### Text
>>>>>

Some engine builders assume the timing chains will stretch or they may prefer even more advance and will therefore install the cams with additional advance. However, we recommend that our customers install our street cams with about four degrees advance as they are ground. More simply put, when installing a cam ground with advance, you should probably use the zero advance marks on your timing set. You can later tailor engine performance by advancing the cam to increase low RPM torque or retarding the cam to increase top end power.
Q5. What effect do changes in lobe separation (lobe displacement angle) have? What does narrow LDA give you? Wide lobe centers? Is there an “ideal” LDA for a particular engine operating range, or is it more a function of the efficiency of the cylinder head design?
A. These are generalities with exceptions, but narrow lobe separations tend to increase midrange torque and result in faster revving engines, while wide separation result in wider power bands and more peak power but somewhat lazier responding engines. However, the engine configuration plays an important role as to what is wide and what is narrow. Longer stroke engines may need the wider separation to maintain good
power output at high rpm, while shorter stroke engines may respond better to tighter separations to accentuate the faster revving ability and add needed torque.
Longer rod to stroke ratios dwell the piston longer near top dead center and hence tend to make the engine act like it would if overlap was increased. With increased rod length, some engine builders prefer one or two degree wider separation combined with slightly shorter duration to maintain similar overlap characteristics. However, as RPM has increased over the years, duration and lobe separation has crept up in general.
For street applications wider separations give smoother idle, more vacuum, and increased efficiency, while narrower separations give more midrange and faster acceleration. The best compromise may depend on the induction system. Typical dual plane manifold and carburetor equipped engines tend to want separations between 110 and 112 degrees, and fuel injected applications tend to want slightly wider separations from 112 to 114 degrees. Fuel injection does not require the signal during overlap that carburetors need to provide correct fuel atomization, and most computer controllers require the increased vacuum at idle resulting from decreased overlap. Bracket race type combinations with higher stall speed converters, high compression, single plane manifolds, and large carburetors usually want separations between 106 and 110 degrees. Engines equipped with Blowers, Turbochargers, or that are used primarily with nitrous typically will work best with wider separations in the 110 to 116 degree range. Some air cooled applications such as Harley’s, and some Porsche’s and VW’s need very tight separations in the 98 to 106 degree range for increased overlap that provides more fuel to cool the engine.
Q6. How does lobe separation affect camshaft overlap, and how does overlap effect overall engine performance?

<<<<<

### Tasks to complete
a – Answer these from the camshaft text:
(i) With about how many degrees of advance is it recommended that the street cams be installed?
(ii) What lobe separation range do typical dual plane manifold and carburetor equipped engines tend to want?
(iii) What separation range do some air cooled applications need?
b – Say whether each statement agrees with the camshaft text, and quote the words that decide it:
(i) Narrow lobe separations tend to increase midrange torque.
(ii) Fuel injected applications tend to want narrower separations than carbureted ones.
(iii) Retarding the cam increases low RPM torque.
c – Print the part of the camshaft text starting with "A. These are" and going on through "add needed torque.".
The lines that follow come from a separate source.

### Given records

>>>>>

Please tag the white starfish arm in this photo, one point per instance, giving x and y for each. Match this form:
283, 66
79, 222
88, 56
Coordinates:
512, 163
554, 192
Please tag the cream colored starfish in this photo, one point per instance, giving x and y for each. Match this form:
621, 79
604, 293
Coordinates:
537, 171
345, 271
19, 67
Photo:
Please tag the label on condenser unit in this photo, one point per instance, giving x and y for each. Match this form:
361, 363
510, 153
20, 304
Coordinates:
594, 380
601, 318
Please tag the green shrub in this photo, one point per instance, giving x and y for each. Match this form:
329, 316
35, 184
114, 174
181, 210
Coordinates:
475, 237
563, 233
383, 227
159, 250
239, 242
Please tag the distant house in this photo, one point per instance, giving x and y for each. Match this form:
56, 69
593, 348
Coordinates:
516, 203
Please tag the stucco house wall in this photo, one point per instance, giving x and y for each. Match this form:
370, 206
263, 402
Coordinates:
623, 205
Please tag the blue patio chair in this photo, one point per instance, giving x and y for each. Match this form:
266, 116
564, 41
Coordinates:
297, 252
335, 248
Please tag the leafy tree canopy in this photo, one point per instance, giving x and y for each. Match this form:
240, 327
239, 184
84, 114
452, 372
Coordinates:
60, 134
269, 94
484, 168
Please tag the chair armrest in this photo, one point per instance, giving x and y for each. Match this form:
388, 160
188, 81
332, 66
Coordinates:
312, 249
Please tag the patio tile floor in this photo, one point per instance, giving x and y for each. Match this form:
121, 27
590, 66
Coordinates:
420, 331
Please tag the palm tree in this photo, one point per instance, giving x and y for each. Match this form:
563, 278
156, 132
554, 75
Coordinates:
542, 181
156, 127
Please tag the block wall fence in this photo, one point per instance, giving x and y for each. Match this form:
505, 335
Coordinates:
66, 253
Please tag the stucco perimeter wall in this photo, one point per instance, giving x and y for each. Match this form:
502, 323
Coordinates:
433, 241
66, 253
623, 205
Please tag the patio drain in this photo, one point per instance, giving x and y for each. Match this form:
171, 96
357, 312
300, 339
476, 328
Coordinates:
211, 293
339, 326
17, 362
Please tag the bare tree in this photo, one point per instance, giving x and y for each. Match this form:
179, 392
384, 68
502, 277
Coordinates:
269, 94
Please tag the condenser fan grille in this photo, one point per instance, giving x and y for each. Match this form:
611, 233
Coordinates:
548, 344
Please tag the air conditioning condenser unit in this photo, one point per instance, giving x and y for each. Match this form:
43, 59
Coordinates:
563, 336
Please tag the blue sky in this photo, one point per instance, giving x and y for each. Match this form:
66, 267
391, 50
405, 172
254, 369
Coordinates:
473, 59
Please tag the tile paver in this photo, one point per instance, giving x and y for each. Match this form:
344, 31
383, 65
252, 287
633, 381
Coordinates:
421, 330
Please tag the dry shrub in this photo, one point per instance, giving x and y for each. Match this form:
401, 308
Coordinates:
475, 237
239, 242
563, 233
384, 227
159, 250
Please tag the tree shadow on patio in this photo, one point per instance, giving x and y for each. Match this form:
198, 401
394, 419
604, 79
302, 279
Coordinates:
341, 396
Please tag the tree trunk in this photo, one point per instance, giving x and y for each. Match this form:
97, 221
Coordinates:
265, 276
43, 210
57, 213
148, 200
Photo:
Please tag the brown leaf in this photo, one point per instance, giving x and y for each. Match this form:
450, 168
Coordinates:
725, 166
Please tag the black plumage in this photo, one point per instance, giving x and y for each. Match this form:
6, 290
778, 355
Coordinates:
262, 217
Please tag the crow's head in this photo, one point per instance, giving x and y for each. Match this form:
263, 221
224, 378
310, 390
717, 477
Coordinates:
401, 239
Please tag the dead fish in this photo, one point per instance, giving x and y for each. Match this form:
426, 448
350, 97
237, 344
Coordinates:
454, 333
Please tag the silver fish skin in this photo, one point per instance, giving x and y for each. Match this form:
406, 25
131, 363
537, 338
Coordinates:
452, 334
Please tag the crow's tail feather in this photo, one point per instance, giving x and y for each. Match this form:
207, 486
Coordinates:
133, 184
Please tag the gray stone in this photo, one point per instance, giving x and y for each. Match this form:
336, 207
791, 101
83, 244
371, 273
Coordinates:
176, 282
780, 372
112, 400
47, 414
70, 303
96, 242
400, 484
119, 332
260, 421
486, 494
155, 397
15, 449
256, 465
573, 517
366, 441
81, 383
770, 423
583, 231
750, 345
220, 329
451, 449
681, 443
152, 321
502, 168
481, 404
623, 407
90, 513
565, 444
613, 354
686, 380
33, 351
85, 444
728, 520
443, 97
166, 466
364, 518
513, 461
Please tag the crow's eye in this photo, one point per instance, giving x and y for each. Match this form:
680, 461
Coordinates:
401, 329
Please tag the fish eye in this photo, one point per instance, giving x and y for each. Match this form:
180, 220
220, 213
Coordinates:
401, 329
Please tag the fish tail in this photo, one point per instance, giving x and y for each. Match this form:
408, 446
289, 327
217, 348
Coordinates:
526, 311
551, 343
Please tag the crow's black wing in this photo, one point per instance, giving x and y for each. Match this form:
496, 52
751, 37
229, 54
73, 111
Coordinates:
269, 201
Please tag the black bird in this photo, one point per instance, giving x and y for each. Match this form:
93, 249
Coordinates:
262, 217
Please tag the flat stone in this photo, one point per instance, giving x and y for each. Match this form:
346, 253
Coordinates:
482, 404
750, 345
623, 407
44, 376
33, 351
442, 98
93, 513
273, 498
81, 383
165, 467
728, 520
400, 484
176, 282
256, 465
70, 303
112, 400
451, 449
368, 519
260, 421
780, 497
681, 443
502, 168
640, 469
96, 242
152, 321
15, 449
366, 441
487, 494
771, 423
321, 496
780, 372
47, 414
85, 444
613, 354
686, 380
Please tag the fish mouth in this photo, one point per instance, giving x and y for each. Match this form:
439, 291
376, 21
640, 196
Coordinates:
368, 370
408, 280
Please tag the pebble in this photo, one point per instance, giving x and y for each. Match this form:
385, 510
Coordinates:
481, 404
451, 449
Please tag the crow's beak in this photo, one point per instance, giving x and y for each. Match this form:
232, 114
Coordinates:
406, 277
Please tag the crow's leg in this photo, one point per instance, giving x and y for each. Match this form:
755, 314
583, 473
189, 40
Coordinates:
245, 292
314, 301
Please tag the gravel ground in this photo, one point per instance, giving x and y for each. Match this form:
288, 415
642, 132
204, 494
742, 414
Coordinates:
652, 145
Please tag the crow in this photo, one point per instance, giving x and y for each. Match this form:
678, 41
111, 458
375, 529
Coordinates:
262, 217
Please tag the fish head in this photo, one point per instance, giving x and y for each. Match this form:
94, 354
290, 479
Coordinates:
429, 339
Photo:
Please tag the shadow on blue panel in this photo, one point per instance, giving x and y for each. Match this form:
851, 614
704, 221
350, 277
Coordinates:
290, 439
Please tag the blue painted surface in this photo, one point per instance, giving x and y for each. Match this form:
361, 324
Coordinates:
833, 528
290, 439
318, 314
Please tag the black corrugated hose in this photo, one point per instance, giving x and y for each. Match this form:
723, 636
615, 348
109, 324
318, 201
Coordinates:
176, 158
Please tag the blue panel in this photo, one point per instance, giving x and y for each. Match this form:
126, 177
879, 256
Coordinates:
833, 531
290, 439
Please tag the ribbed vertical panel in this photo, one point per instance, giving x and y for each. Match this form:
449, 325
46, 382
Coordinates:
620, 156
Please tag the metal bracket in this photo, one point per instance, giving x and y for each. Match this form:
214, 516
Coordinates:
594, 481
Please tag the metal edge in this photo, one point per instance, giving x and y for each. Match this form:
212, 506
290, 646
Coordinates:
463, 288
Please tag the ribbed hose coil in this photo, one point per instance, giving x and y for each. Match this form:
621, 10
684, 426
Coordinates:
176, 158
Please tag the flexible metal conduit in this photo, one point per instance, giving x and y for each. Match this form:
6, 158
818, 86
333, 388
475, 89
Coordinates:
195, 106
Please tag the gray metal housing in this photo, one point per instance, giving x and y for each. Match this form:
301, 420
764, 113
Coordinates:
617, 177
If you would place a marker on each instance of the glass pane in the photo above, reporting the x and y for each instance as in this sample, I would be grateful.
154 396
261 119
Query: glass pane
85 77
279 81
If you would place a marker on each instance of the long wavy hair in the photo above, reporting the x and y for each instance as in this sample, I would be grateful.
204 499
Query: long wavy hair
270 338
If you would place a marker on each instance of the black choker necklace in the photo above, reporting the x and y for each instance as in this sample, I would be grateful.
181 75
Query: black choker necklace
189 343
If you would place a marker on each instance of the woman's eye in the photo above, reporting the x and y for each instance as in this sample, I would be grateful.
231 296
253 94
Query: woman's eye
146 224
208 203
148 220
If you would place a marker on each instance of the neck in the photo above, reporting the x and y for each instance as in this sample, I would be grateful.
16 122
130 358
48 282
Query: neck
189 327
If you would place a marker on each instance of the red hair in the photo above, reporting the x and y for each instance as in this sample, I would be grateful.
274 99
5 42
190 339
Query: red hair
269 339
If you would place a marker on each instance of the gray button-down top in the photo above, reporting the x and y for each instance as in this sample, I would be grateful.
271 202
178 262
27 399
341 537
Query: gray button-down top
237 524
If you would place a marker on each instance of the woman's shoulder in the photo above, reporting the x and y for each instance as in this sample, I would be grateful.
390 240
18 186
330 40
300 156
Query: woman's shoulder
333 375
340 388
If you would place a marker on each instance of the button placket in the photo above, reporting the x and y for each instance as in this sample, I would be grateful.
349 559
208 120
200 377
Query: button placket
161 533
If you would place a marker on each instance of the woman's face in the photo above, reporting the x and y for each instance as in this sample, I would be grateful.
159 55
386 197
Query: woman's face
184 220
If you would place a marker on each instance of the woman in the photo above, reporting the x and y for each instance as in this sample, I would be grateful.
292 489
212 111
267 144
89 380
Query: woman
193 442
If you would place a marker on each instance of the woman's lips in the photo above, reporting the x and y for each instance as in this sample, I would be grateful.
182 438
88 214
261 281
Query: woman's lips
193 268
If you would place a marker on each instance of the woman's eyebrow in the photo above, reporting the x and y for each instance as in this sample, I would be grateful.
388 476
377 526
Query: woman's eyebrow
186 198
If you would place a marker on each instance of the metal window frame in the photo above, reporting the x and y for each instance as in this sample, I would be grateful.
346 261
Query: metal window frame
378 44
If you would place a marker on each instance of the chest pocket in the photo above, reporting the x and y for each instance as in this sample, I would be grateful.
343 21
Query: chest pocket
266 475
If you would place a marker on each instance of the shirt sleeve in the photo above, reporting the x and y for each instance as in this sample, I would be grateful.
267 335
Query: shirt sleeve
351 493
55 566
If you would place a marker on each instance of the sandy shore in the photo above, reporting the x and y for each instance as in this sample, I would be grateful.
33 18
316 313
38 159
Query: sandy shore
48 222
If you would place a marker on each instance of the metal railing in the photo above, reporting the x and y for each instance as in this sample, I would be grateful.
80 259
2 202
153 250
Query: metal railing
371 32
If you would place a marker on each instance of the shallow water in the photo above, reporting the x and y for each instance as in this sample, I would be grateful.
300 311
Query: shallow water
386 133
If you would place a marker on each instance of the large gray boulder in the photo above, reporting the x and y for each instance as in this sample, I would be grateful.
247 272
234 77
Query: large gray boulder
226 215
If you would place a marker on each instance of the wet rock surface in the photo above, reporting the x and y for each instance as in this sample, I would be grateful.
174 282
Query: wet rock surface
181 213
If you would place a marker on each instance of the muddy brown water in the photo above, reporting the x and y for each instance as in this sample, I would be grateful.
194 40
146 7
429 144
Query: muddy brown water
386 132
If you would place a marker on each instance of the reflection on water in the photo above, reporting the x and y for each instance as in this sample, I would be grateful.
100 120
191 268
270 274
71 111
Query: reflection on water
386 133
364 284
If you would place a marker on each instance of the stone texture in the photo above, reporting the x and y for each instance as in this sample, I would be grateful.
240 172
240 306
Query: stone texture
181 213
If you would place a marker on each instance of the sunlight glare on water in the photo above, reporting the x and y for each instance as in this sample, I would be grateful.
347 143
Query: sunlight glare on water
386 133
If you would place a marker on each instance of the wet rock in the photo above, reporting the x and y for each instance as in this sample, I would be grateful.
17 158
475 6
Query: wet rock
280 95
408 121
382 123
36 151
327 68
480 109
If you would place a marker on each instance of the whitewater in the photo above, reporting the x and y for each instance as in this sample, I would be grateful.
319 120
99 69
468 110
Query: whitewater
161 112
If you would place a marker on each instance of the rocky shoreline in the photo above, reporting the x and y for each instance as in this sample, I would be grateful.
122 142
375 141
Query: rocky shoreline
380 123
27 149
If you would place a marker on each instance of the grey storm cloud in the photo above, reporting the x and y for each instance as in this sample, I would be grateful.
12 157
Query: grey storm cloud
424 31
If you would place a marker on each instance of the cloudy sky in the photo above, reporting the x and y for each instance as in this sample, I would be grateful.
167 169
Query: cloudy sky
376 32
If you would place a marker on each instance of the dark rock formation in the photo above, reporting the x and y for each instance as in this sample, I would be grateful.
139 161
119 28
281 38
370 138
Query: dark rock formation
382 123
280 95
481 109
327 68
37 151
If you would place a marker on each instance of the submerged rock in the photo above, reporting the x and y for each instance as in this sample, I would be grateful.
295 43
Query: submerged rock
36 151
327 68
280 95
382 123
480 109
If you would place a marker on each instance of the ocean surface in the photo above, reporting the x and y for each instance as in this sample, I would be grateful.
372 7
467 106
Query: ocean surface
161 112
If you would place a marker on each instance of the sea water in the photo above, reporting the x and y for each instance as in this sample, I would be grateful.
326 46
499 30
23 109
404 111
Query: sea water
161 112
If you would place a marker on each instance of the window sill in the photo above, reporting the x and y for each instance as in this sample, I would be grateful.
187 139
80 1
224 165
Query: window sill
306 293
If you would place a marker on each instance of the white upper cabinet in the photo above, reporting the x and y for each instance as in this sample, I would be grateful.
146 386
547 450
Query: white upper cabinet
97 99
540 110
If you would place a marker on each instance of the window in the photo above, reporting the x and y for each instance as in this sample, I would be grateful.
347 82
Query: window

<<<<<

### Answers for this exercise
a –
(i) About four degrees of advance, as they are ground.
(ii) Between 110 and 112 degrees.
(iii) The 98 to 106 degree range.

b –
(i) Yes: "narrow lobe separations tend to increase midrange torque"
(ii) No: "fuel injected applications tend to want slightly wider separations from 112 to 114 degrees"
(iii) No: "advancing the cam to increase low RPM torque or retarding the cam to increase top end power"

c –
A. These are generalities with exceptions, but narrow lobe separations tend to increase midrange torque and result in faster revving engines, while wide separation result in wider power bands and more peak power but somewhat lazier responding engines. However, the engine configuration plays an important role as to what is wide and what is narrow. Longer stroke engines may need the wider separation to maintain good
power output at high rpm, while shorter stroke engines may respond better to tighter separations to accentuate the faster revving ability and add needed torque.